▸ **WHAT IS EXPECTED**
Render the part of the listing that opens with the line containing "find the distant mountain range" and closes with the end of the listing as a Markdown table. Use columns headed Row and Entry, number each line, and leave out blank lines.

▸ **PROVIDED RECORDS**
········
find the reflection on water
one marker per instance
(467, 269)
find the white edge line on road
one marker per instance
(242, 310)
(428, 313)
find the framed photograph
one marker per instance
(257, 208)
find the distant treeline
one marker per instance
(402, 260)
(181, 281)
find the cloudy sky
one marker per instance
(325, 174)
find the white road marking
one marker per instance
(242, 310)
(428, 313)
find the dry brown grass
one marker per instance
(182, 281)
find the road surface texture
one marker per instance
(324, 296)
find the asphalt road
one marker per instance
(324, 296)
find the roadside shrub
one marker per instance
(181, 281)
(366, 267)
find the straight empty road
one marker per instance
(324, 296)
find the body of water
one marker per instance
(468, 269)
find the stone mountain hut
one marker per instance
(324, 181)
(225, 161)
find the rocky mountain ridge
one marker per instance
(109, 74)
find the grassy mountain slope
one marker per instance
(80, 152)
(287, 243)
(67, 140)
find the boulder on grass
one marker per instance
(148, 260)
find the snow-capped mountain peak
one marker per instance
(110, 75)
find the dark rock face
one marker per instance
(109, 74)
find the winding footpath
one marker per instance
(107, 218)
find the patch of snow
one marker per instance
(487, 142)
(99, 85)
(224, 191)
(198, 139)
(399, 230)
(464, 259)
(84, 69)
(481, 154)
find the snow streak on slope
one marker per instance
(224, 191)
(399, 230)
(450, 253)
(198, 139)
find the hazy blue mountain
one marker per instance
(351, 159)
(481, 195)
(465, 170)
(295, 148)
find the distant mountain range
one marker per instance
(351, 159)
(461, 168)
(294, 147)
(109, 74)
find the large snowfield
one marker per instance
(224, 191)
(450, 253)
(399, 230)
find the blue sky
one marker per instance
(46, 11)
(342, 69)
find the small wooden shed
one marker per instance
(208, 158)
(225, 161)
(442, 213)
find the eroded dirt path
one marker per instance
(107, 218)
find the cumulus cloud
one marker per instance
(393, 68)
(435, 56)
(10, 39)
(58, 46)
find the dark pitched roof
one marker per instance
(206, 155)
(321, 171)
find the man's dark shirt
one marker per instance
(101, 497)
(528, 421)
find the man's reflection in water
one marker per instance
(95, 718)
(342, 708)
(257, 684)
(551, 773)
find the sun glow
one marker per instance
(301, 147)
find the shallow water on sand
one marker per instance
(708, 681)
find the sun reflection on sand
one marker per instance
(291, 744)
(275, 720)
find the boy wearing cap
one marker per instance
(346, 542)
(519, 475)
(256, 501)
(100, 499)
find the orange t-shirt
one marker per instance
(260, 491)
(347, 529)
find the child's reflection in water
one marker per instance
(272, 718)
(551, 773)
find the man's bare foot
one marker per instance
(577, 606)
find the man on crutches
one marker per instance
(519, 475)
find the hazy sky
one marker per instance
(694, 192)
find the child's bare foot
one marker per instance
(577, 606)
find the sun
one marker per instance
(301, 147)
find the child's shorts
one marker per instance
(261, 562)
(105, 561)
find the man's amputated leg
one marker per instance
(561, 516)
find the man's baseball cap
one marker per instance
········
▸ **FULL SOLUTION**
| Row | Entry |
|---|---|
| 1 | find the distant mountain range |
| 2 | one marker per instance |
| 3 | (351, 159) |
| 4 | (461, 168) |
| 5 | (294, 147) |
| 6 | (109, 74) |
| 7 | find the large snowfield |
| 8 | one marker per instance |
| 9 | (224, 191) |
| 10 | (450, 253) |
| 11 | (399, 230) |
| 12 | find the blue sky |
| 13 | one marker per instance |
| 14 | (46, 11) |
| 15 | (342, 69) |
| 16 | find the small wooden shed |
| 17 | one marker per instance |
| 18 | (208, 158) |
| 19 | (225, 161) |
| 20 | (442, 213) |
| 21 | find the eroded dirt path |
| 22 | one marker per instance |
| 23 | (107, 218) |
| 24 | find the cumulus cloud |
| 25 | one marker per instance |
| 26 | (393, 68) |
| 27 | (435, 56) |
| 28 | (10, 39) |
| 29 | (58, 46) |
| 30 | find the dark pitched roof |
| 31 | one marker per instance |
| 32 | (206, 155) |
| 33 | (321, 171) |
| 34 | find the man's dark shirt |
| 35 | one marker per instance |
| 36 | (101, 497) |
| 37 | (528, 421) |
| 38 | find the man's reflection in water |
| 39 | one marker per instance |
| 40 | (95, 718) |
| 41 | (342, 708) |
| 42 | (257, 684) |
| 43 | (551, 773) |
| 44 | find the sun glow |
| 45 | one marker per instance |
| 46 | (301, 147) |
| 47 | find the shallow water on sand |
| 48 | one marker per instance |
| 49 | (708, 681) |
| 50 | find the sun reflection on sand |
| 51 | one marker per instance |
| 52 | (291, 744) |
| 53 | (275, 720) |
| 54 | find the boy wearing cap |
| 55 | one marker per instance |
| 56 | (346, 542) |
| 57 | (519, 475) |
| 58 | (256, 501) |
| 59 | (100, 499) |
| 60 | find the orange t-shirt |
| 61 | one marker per instance |
| 62 | (260, 491) |
| 63 | (347, 529) |
| 64 | find the child's reflection in water |
| 65 | one marker per instance |
| 66 | (272, 718) |
| 67 | (551, 773) |
| 68 | find the man's bare foot |
| 69 | one marker per instance |
| 70 | (577, 606) |
| 71 | find the man on crutches |
| 72 | one marker per instance |
| 73 | (519, 475) |
| 74 | find the hazy sky |
| 75 | one marker per instance |
| 76 | (694, 192) |
| 77 | find the child's bare foot |
| 78 | one marker per instance |
| 79 | (577, 606) |
| 80 | find the sun |
| 81 | one marker per instance |
| 82 | (301, 147) |
| 83 | find the child's shorts |
| 84 | one marker per instance |
| 85 | (261, 562) |
| 86 | (105, 561) |
| 87 | find the man's amputated leg |
| 88 | one marker per instance |
| 89 | (561, 516) |
| 90 | find the man's baseball cap |
| 91 | one marker per instance |